## TEXTO DO EXERCÍCIO
────────────────────────────────────────
Marcos, um jovem sem presente e sem futuro

Morador de uma pequena favela carioca, negro, 19 anos, fora da escola. Morto com um tiro no peito, em confronto com a polícia, a 100 metros da casa da sogra, onde morava com a namorada de dezesseis anos e o filho de um ano.

Marcos começou a trabalhar para o tráfico de drogas aos 14 anos e nunca se arrependeu ou questionou a sua escolha. Seu sonho era crescer, subir na hierarquia dos “donos” da favela. Algumas vezes chegou a prometer à namorada, então grávida, que largaria aquela vida. Mas todos ao seu redor sabiam que já não havia alternativa para o rapaz. Ele gostava da “vida errada”. Mas por quê?

Dinheiro não tinha. Muitas vezes não podia sequer contribuir com fraldas ou  leite em pó para o pequeno Enzo. Casa não tinha e aluguel não podia pagar para abrigar a sua família. A sogra conta que muitas vezes viu o genro chegar descalço, só de bermuda. Uma triste visão de pobreza.

Na noite em que Marcos foi atingido, a notícia que a polícia estava na favela já tinha circulado. Mas mesmo assim ele decidiu ir para a rua, porque tinha recebido ordem do chefe. Por algum motivo errou o itinerário, ou talvez alguém tenha denunciado seu paradeiro, e acabou encurralado no beco pertinho da casa da sogra, onde morava há pouco tempo.

Foi só depois de muitas brigas e discussões que Solange e o marido aceitaram a presença de Marcos em casa. A filha o deixava entrar, no meio da noite, quando todos dormiam, e também o mantinha escondido em casa, quando a polícia estava na favela. E aos poucos a família foi cedendo, o pequeno Enzo aprendia a falar papai e ali, nas tardes e noites de conversas e brincadeiras, eles formavam uma família como outra qualquer. E Marcos era apenas mais um jovem que foi pai precocemente. O menino que cresceu por ali, nas ruas da comunidade, desistiu da escola e segurou a oportunidade aparentemente mais fácil – trabalhar com o tráfico.
────────────────────────────────────────
## TAREFAS
A) Transcreva, sem alterar nada, o trecho do texto sobre Marcos que começa em "Dinheiro não tinha." e segue até "há pouco tempo.".
B) Responda às perguntas abaixo com base no texto sobre Marcos.
(i) Com que idade Marcos começou a trabalhar para o tráfico de drogas?
(ii) Qual é o nome do filho de Marcos?
(iii) Por que Marcos decidiu ir para a rua na noite em que foi atingido?

## Entradas de dados
────────────────────────────────────────
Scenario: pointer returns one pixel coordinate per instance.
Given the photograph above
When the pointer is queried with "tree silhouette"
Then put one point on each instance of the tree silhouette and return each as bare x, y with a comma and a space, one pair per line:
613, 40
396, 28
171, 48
────────────────────────────────────────
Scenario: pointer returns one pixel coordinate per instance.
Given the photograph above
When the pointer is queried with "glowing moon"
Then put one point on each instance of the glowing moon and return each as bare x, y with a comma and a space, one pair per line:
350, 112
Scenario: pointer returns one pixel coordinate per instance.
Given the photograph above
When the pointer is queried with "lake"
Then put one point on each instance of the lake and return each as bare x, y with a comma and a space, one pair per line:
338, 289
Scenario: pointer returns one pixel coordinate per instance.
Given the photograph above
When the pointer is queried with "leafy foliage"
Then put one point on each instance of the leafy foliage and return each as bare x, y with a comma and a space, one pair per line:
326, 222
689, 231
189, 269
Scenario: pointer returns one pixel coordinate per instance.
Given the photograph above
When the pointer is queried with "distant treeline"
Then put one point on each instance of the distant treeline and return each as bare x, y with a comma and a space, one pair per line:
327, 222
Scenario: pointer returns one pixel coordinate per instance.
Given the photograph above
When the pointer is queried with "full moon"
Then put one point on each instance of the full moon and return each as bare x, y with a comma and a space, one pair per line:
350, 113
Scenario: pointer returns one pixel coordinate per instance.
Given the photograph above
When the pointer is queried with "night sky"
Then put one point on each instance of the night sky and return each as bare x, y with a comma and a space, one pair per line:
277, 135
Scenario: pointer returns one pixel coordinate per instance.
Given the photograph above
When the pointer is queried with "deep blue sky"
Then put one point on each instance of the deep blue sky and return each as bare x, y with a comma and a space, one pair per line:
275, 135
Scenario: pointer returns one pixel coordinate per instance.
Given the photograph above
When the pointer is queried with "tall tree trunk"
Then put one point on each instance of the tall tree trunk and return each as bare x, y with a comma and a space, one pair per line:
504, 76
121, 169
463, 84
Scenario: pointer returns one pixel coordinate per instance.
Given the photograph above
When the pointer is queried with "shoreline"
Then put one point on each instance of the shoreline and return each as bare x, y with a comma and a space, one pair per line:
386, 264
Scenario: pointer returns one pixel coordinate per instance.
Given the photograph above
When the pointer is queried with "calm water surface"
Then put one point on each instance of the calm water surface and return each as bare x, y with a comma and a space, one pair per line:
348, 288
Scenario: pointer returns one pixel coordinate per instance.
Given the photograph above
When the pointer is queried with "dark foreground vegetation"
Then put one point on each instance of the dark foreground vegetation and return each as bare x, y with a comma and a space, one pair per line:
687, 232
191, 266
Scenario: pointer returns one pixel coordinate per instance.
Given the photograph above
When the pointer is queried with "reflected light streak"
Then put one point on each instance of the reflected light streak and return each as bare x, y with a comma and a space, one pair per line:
────────────────────────────────────────
## SOLUÇÕES
A)
Dinheiro não tinha. Muitas vezes não podia sequer contribuir com fraldas ou  leite em pó para o pequeno Enzo. Casa não tinha e aluguel não podia pagar para abrigar a sua família. A sogra conta que muitas vezes viu o genro chegar descalço, só de bermuda. Uma triste visão de pobreza.

Na noite em que Marcos foi atingido, a notícia que a polícia estava na favela já tinha circulado. Mas mesmo assim ele decidiu ir para a rua, porque tinha recebido ordem do chefe. Por algum motivo errou o itinerário, ou talvez alguém tenha denunciado seu paradeiro, e acabou encurralado no beco pertinho da casa da sogra, onde morava há pouco tempo.

B)
(i) Marcos começou a trabalhar para o tráfico aos 14 anos.
(ii) O filho de Marcos se chama Enzo.
(iii) Marcos foi para a rua porque tinha recebido ordem do chefe.